***** Passage to read
Structure of the GFP:GFP-nanobody heterodimeric complex determined by X-ray crystallography. (A) Ribbon diagram showing perpendicular views of the GFP:GFP-nanobody complex. GFP is shown in green to gold and GFP-nanobody is shown colored red to pink (N- to C-terminal). The GFP chromophore is shown in stick representation. (B) Sequence alignment of the GFP-nanobody with other camelid nanobodies of known structure. The CDR regions are boxed, and the characteristic disulfide bridge indicated. Side-chains that directly contact GFP are indicated by green triangles. (C) Sequence alignment of GFP with other fluorescent proteins. The three residues that are cyclized to form the chromophore are boxed in green. Side-chains that make direct contact with the GFP-nanobody are indicated by red triangles.

Figure 2

Details of the GFP:GFP-nanobody interface. (A) View of the binding interface. Residues participating in the interface are shown as sticks. Proteins are colored as in Figure 1. (B) Close up showing details of the environment surrounding GFP Asn146. Asn146 is the only side-chain in the interface that varies between GFP and CFP (Ile146 in CFP) [Fig. 1(D)] and, therefore, determines the nanobody specificity. Hydrogen bonds are indicated with dashed red lines.

Figure 3

Comparison of the GFP:GFP-nanobody complex with other representative camelid nanobody protein complexes. The representative sequences of each nanobody are given in Figure 1(B). In each structure the nanobody is shown as a yellow worm with CDR1 colored blue, CDR2 colored red, and CDR3 colored green. The bound proteins are shown as surface representations with atoms that contact each CDR loop colored, respectively. (A) The GFP:GFP-nanobody complex. (B) The EpsI:EpsJ:nanobody complex (PDB ID 3CFI¹⁰). (C) The RNaseA:nanobody complex (PDB ID 1BXQ¹⁴). (D) The lysozyme:nanobody complex (PDB ID 1JTO¹⁷).

Figure 4

Comparison of the GFP:GFP-nanobody complex with GFP-enhancer and GFP-minimizer structures. (A) In the GFP:GFP-nanobody crystals four copies of the complex are present in the asymmetric unit. An overlay is shown of the four copies as Cα traces, with GFP in different shades of green and GFP-nanobody in shades of red. There is no significant difference between the four subunits. (B) Comparison of the GFP:GFP-nanobody structure (this study) colored as in Figure 1(A) with the GFP:GFP-enhancer structure (PDB ID 3K1K⁴). Only GFP from this study is shown for clarity, whereas the GFP-enhancer is shown in blue. (C) Comparison of the GFP:GFP-nanobody structure (this study) colored as in Figure 1(A) with the GFP:GFP-minimizer structure (PDB ID 3G9A⁴). Only GFP from this study is shown for clarity, while the GFP-minimizer is shown in purple.
**********
***** Records supplied
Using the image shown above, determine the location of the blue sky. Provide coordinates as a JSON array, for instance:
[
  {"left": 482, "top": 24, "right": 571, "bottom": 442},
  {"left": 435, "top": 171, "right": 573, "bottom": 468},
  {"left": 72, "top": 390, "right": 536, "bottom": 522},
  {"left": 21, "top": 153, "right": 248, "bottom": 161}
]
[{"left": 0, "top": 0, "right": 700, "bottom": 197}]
**********
Things to do »
1) Render this sentence from the GFP-nanobody figure captions in Spanish: "There is no significant difference between the four subunits."
2) Proceed with the GFP-nanobody figure captions, picking up right after their final sentence.

Task answers »
1) No hay ninguna diferencia significativa entre las cuatro subunidades.

2)
Figure 5

Interaction analysis of the GFP:GFP-nanobody complex. (A) Binding of GFP to biotinylated GFP-nanobody measured using an Octet RED interferometer. Depicted sensorgrams represent complex formation (first 300 s) at 500, 250, 125, 62.5, 31.25, and 0 nM of GFP and subsequent dissociation of the complex in binding buffer without GFP (300–1200 s). (B) ITC binding thermogram of GFP binding to GFP-nanobody. GFP-nanobody (47 μM) was titrated into GFP (5.2 μM) at 37°C. The top panel shows the raw data, whereas the bottom panel shows the integrated normalized data for binding. (C) Graph of ΔH vs. temperature for the interaction of GFP with the GFP-nanobody. (D) Cut-away surface representations show the binding interfaces of GFP and GFP-nanobody. GFP is colored with red to highlight contact with GFP-nanobody, whereas GFP-nanobody is conversely colored green to indicate contact with GFP.

Figure 6

Engineering of CFP for GFP-nanobody binding. (A) Normalized fluorescence emission spectra for GFP, CFP, and mutant proteins after excitation at 430 nm. (B) Fluorescence intensity of GFP, CFP, and mutants measured using 430Ex/485Em and 485Ex/528Em filter sets, respectively. (C) Affinity precipitation of in vitro translated GFP, CFP, and their mutants were performed using sepharose-coupled GFP-nanobody, and the eluates were analyzed by SDS-PAGE followed by anti-GFP/CFP Western blotting (D) Quantification of gels shown in Figure 6(C) by IR densitometry (Odyssey Imaging System).